[ACTION ITEM]: Starting at the line that contains "Tag the white and", copy each line through the end of the listing below. Include both ends and output nothing more.

[SUPPLIED INFORMATION]:
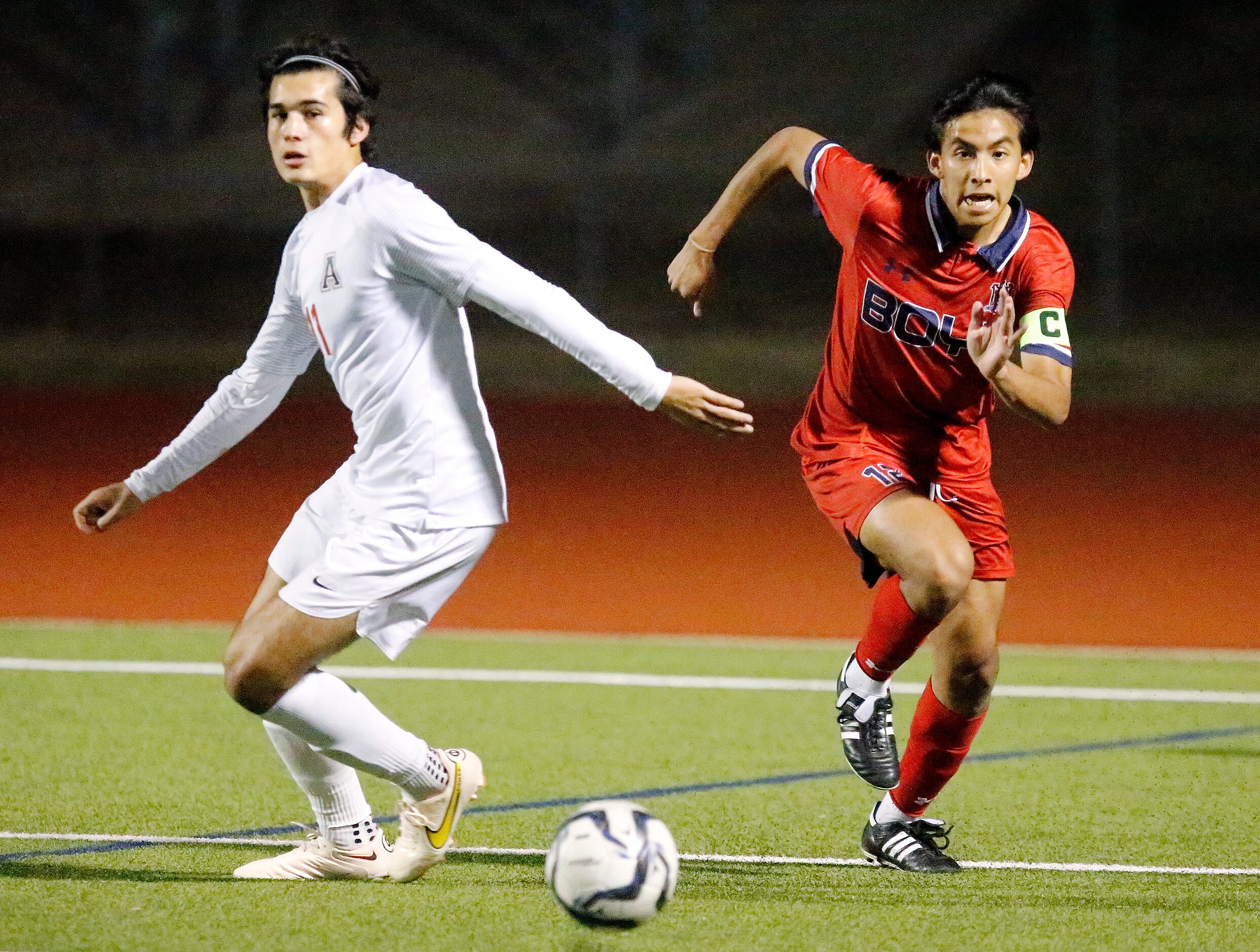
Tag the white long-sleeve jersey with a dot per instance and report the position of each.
(375, 280)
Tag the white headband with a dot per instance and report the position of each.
(329, 63)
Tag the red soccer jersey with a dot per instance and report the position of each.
(896, 368)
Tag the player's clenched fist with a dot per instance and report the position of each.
(691, 273)
(992, 338)
(692, 402)
(102, 507)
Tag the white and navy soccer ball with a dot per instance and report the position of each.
(613, 864)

[YOUR SOLUTION]:
Tag the white and navy soccer ball with a dot per instance and report the position of each.
(613, 864)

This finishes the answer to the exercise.